(Excerpts of annotation records)
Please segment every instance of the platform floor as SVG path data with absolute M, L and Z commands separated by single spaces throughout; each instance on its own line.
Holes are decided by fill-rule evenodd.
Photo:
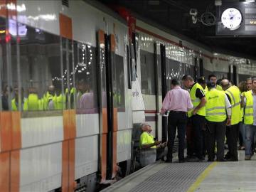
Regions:
M 102 191 L 256 191 L 256 156 L 244 159 L 240 151 L 234 162 L 156 162 Z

◆ **Problem details**: Transcribe the listing in full. Omit the pictures and keep every line exact.

◆ **Final answer**:
Please segment every instance of the platform floor as SVG path data with absolute M, L and Z commands separated by single spaces throughout; each instance on its own line.
Holes are decided by fill-rule evenodd.
Photo:
Regions:
M 102 191 L 256 191 L 256 156 L 244 159 L 240 151 L 234 162 L 156 162 Z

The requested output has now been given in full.